___ Records for the task
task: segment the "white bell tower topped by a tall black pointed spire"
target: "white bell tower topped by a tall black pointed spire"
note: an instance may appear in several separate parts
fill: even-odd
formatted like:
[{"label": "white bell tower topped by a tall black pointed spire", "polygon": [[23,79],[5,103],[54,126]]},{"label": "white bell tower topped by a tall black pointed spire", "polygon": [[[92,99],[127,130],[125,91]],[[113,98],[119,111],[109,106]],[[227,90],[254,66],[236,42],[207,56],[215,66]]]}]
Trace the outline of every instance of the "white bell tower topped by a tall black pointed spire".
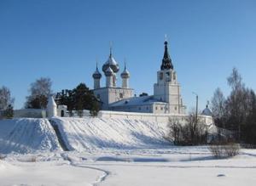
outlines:
[{"label": "white bell tower topped by a tall black pointed spire", "polygon": [[180,85],[177,82],[177,74],[172,65],[172,59],[168,52],[168,42],[165,41],[165,52],[157,72],[157,83],[154,83],[154,99],[166,102],[166,112],[172,114],[184,114],[185,106],[180,93]]}]

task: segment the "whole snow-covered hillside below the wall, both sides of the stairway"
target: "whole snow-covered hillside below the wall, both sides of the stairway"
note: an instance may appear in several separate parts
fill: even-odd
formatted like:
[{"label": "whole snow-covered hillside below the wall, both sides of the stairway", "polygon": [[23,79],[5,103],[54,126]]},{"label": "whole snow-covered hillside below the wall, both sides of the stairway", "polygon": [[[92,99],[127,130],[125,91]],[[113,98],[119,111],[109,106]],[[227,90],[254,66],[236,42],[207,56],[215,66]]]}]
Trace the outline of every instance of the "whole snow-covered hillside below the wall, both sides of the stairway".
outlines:
[{"label": "whole snow-covered hillside below the wall, both sides of the stairway", "polygon": [[[0,153],[38,150],[140,149],[166,145],[165,130],[158,123],[101,118],[54,118],[0,121]],[[58,133],[60,132],[60,133]],[[61,140],[60,140],[61,138]],[[62,145],[63,147],[63,145]]]}]

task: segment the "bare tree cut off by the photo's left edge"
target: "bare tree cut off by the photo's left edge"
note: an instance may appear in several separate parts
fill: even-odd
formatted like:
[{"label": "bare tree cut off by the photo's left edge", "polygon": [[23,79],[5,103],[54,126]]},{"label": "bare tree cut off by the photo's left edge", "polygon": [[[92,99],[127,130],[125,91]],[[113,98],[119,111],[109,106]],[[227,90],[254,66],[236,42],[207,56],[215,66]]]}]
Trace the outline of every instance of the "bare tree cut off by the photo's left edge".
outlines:
[{"label": "bare tree cut off by the photo's left edge", "polygon": [[13,105],[15,99],[11,97],[11,93],[8,87],[0,88],[0,110],[6,110],[9,105]]}]

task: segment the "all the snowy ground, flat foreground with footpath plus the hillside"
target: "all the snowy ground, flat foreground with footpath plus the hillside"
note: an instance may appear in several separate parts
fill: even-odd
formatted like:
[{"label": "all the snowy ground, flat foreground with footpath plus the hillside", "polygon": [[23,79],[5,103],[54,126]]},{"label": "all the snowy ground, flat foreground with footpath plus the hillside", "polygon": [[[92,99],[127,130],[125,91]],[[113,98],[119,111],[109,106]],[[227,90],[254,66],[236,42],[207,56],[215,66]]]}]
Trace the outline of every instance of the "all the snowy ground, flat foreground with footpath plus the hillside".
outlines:
[{"label": "all the snowy ground, flat foreground with footpath plus the hillside", "polygon": [[91,118],[54,122],[67,148],[75,150],[61,150],[47,120],[0,121],[1,186],[256,183],[255,149],[215,160],[207,146],[167,145],[164,127],[157,123]]}]

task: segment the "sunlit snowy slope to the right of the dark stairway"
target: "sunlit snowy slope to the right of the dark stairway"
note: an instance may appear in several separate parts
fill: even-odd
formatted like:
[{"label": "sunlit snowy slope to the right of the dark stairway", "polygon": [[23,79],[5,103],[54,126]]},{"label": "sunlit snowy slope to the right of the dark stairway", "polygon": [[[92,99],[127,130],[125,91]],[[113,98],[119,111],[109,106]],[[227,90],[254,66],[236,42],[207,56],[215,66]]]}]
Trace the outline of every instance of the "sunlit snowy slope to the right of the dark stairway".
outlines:
[{"label": "sunlit snowy slope to the right of the dark stairway", "polygon": [[55,118],[68,149],[139,149],[167,144],[158,123],[124,119]]}]

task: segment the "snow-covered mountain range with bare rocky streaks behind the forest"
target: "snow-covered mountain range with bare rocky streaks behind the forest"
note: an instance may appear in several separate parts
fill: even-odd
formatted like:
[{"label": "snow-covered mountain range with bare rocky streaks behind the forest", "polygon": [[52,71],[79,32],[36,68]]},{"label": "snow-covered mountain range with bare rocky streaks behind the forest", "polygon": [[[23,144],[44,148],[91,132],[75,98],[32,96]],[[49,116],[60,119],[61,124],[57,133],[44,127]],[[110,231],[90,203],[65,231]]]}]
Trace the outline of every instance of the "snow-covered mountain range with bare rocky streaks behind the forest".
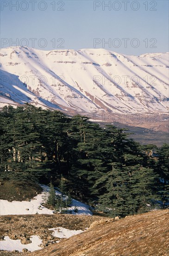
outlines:
[{"label": "snow-covered mountain range with bare rocky streaks behind the forest", "polygon": [[169,53],[140,56],[105,49],[0,51],[0,107],[25,102],[69,114],[166,113]]}]

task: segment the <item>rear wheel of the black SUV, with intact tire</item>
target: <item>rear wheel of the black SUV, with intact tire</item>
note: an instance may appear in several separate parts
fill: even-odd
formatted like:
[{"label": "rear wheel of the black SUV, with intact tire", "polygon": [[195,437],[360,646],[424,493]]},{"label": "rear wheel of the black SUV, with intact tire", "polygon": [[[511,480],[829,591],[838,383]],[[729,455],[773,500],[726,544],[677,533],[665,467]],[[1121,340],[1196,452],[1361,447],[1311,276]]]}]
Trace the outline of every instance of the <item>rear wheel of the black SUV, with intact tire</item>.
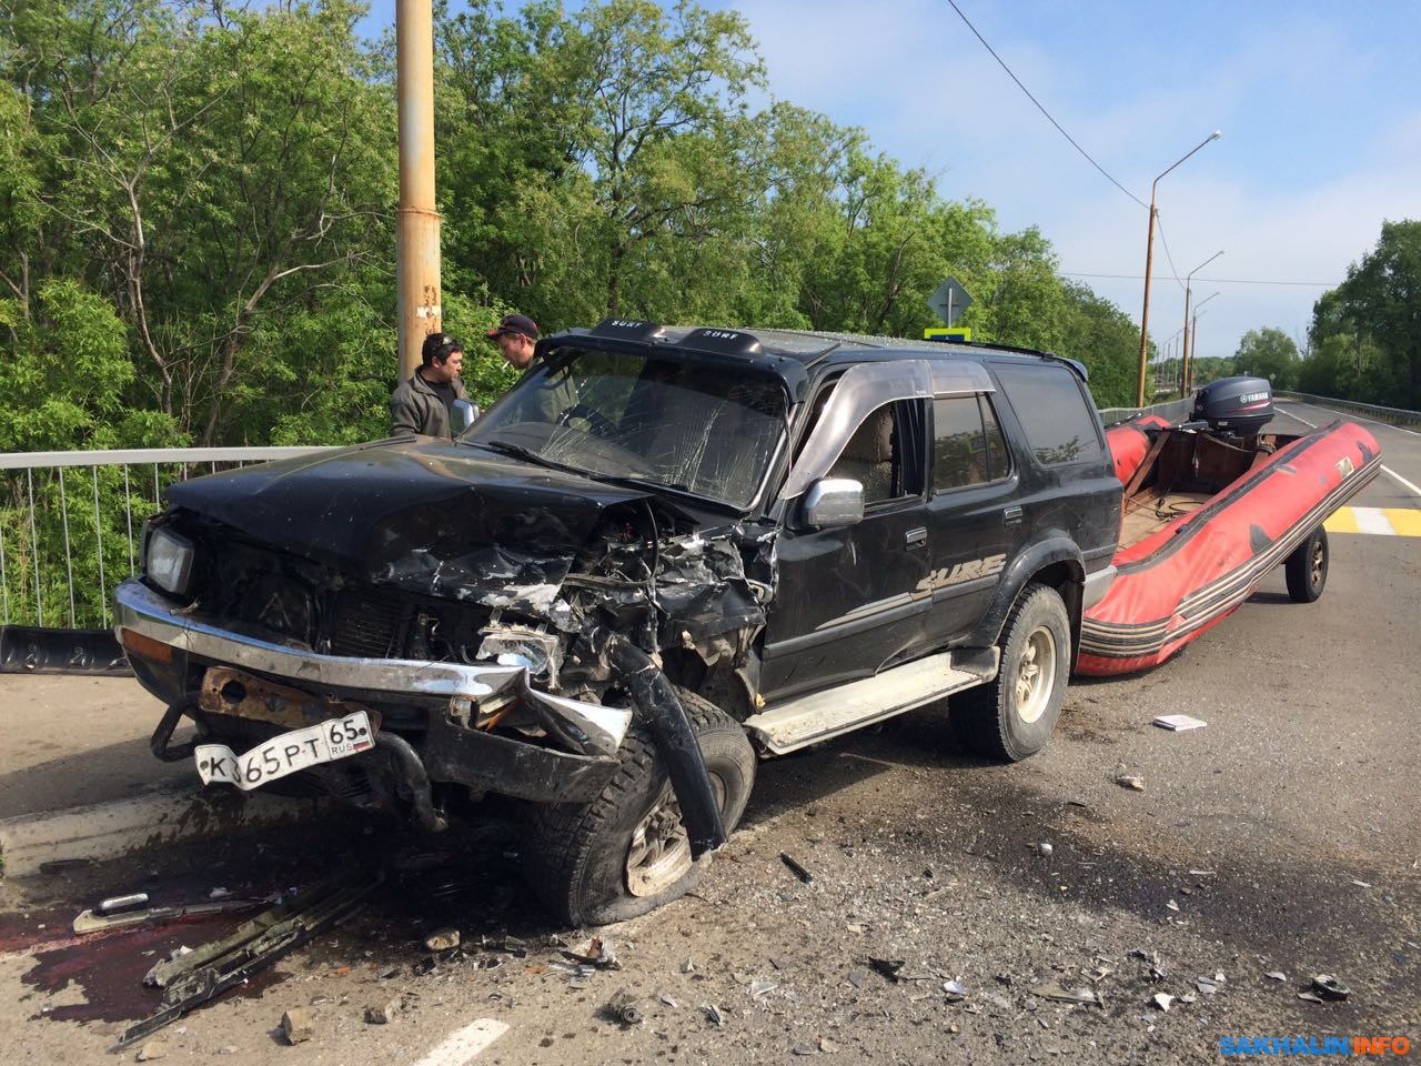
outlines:
[{"label": "rear wheel of the black SUV, with intact tire", "polygon": [[[1060,593],[1044,584],[1027,586],[1006,621],[1000,647],[996,679],[952,696],[948,706],[952,726],[968,746],[990,759],[1019,762],[1046,746],[1066,699],[1070,615]],[[1032,689],[1022,701],[1019,692],[1030,684],[1026,675],[1033,664],[1044,688]]]}]

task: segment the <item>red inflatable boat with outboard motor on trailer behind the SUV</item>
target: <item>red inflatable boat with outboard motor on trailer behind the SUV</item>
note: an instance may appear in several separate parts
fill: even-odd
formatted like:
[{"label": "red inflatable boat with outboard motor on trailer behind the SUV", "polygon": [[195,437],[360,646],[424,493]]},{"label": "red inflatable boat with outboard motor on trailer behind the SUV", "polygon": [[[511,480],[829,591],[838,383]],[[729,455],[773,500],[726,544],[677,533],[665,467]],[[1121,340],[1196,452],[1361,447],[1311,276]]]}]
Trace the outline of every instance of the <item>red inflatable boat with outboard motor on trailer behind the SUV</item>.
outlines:
[{"label": "red inflatable boat with outboard motor on trailer behind the SUV", "polygon": [[1195,421],[1147,416],[1107,434],[1124,489],[1117,577],[1086,611],[1080,674],[1164,662],[1248,600],[1275,566],[1293,600],[1327,580],[1323,520],[1381,469],[1376,439],[1336,421],[1302,436],[1260,432],[1268,381],[1201,389]]}]

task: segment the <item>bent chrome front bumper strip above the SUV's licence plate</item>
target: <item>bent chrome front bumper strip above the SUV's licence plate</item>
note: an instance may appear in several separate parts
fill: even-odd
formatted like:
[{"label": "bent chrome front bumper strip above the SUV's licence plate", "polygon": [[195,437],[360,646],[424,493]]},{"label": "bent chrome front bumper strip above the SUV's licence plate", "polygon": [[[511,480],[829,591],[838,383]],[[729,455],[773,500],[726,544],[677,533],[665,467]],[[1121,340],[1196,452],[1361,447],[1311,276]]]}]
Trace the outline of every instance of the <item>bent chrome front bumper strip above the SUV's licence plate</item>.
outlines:
[{"label": "bent chrome front bumper strip above the SUV's licence plate", "polygon": [[320,692],[365,694],[367,698],[369,694],[435,696],[459,702],[527,698],[568,726],[558,729],[558,735],[581,748],[584,755],[615,755],[631,725],[630,709],[540,692],[529,684],[526,665],[321,655],[222,625],[200,610],[175,605],[138,578],[124,581],[114,591],[114,634],[131,651],[125,631],[207,664],[239,667]]}]

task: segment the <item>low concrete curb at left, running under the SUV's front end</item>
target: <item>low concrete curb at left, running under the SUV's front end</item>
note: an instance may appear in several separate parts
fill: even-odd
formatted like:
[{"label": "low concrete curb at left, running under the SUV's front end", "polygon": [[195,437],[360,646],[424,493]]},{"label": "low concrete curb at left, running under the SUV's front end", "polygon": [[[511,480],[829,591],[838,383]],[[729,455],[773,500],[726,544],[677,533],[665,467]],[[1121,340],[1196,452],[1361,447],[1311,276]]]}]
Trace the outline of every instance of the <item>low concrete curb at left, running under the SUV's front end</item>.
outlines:
[{"label": "low concrete curb at left, running under the SUV's front end", "polygon": [[129,851],[242,833],[321,813],[315,799],[236,790],[169,787],[132,799],[21,814],[0,822],[6,877],[28,877],[54,863],[104,861]]}]

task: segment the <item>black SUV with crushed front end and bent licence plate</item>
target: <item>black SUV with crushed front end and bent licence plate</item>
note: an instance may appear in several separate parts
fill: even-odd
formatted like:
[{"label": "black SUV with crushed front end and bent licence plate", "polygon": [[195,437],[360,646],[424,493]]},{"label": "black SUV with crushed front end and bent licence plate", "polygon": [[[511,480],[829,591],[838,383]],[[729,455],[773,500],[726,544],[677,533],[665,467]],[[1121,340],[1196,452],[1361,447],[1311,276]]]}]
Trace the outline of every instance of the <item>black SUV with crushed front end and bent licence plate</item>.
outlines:
[{"label": "black SUV with crushed front end and bent licence plate", "polygon": [[625,320],[537,352],[453,442],[169,490],[117,591],[159,758],[512,813],[543,903],[607,922],[701,877],[757,752],[948,695],[989,756],[1046,743],[1120,529],[1077,364]]}]

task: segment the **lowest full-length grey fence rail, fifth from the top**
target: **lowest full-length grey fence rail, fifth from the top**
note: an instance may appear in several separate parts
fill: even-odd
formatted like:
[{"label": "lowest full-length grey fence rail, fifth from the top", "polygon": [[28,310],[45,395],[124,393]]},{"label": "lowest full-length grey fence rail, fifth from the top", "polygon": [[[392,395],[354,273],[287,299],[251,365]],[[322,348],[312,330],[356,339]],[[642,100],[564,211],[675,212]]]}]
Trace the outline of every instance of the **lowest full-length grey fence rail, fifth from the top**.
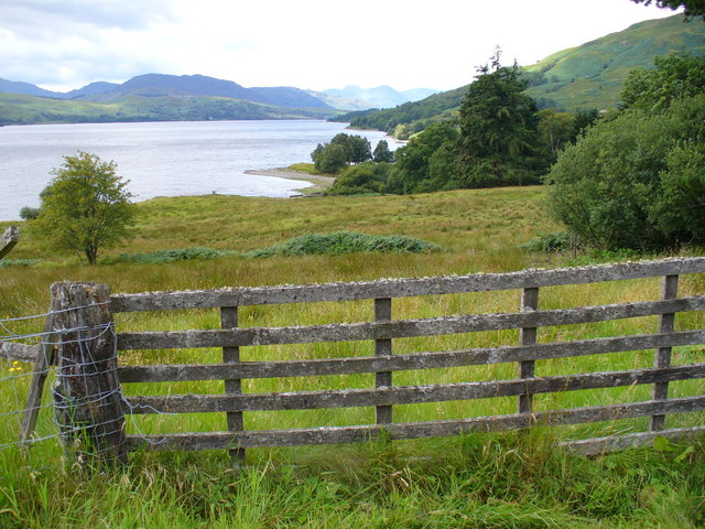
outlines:
[{"label": "lowest full-length grey fence rail, fifth from the top", "polygon": [[[626,404],[574,408],[542,411],[531,415],[478,417],[471,419],[393,423],[383,425],[324,427],[295,430],[230,432],[172,433],[159,435],[130,435],[130,450],[151,447],[158,451],[172,450],[223,450],[230,446],[299,446],[306,444],[338,444],[367,441],[384,431],[392,439],[422,439],[457,435],[470,431],[498,432],[527,428],[532,423],[550,427],[583,424],[648,417],[654,413],[687,413],[705,410],[705,396],[670,399],[668,401],[643,401]],[[535,422],[534,422],[535,421]]]}]

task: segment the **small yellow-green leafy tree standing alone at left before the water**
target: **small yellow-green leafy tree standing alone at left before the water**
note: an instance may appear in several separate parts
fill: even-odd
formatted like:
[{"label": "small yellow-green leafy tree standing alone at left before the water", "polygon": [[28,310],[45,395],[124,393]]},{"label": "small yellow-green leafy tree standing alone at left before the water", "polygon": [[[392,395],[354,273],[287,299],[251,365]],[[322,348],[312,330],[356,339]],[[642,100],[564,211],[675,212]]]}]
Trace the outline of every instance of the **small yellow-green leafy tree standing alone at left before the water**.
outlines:
[{"label": "small yellow-green leafy tree standing alone at left before the water", "polygon": [[78,151],[64,156],[53,180],[42,192],[32,231],[46,247],[76,253],[96,264],[98,251],[131,236],[135,206],[127,181],[116,174],[115,162]]}]

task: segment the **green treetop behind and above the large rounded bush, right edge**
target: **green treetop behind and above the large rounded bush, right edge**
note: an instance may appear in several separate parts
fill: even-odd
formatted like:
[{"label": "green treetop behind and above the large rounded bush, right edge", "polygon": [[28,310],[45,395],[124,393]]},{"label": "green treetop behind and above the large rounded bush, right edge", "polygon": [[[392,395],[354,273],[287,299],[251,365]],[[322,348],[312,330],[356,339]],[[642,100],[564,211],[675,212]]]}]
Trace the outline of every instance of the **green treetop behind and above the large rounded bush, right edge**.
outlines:
[{"label": "green treetop behind and above the large rounded bush, right edge", "polygon": [[679,52],[655,57],[653,64],[654,68],[632,71],[625,79],[626,108],[660,111],[676,99],[705,93],[705,55]]}]

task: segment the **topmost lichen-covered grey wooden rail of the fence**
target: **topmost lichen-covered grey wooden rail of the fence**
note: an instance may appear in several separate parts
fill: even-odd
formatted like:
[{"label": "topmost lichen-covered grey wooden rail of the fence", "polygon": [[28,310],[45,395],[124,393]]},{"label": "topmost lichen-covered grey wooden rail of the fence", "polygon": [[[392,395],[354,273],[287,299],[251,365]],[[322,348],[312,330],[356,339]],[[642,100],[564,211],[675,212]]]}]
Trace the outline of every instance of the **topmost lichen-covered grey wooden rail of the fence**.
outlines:
[{"label": "topmost lichen-covered grey wooden rail of the fence", "polygon": [[705,258],[703,257],[556,270],[523,270],[509,273],[386,279],[357,283],[117,294],[111,298],[111,310],[112,312],[164,311],[275,303],[404,298],[532,287],[554,287],[561,284],[583,284],[698,272],[705,272]]}]

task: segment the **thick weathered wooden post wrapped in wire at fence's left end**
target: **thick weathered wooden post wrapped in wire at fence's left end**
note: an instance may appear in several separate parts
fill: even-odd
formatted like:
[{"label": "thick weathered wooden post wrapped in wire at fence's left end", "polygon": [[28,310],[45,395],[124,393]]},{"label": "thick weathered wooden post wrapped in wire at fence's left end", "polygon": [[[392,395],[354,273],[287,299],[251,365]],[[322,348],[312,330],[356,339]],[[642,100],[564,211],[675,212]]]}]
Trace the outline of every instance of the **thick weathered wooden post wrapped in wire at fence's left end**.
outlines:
______
= Required action =
Your task is to find every line above containing the word "wire" and copy it.

= Final answer =
task: segment the **thick weathered wooden post wrapped in wire at fence's left end**
target: **thick weathered wooden post wrapped in wire at fence's left end**
[{"label": "thick weathered wooden post wrapped in wire at fence's left end", "polygon": [[28,310],[45,395],[124,393]]},{"label": "thick weathered wooden post wrapped in wire at fence's left end", "polygon": [[[392,395],[354,273],[287,299],[251,365]],[[322,348],[312,330],[356,339]],[[642,100],[564,211],[675,212]]]}]
Trace the outline of every instance of the **thick weathered wooden post wrapped in wire at fence's left end**.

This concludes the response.